● **EXERCISE DATA**
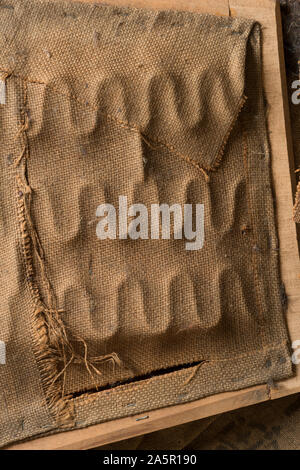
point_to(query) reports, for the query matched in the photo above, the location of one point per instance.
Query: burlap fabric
(162, 107)
(291, 28)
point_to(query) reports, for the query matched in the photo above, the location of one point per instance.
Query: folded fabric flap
(186, 98)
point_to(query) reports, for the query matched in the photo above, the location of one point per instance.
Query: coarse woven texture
(103, 102)
(291, 29)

● **WHAT IS REQUIRED**
Leave out the pictures and transcribe the entries above exactly.

● **ANSWER**
point_to(query) reports, for the query matched in the photo above, the location of one point per instance.
Query: burlap fabric
(162, 107)
(291, 28)
point_to(query) reports, for the query matched in the photo above, the location of one point per instance.
Query: folded fabric flap
(186, 98)
point_to(query) reports, for the query matched in the photo above, the location of one point per instance.
Query: coarse woven texture
(103, 102)
(291, 29)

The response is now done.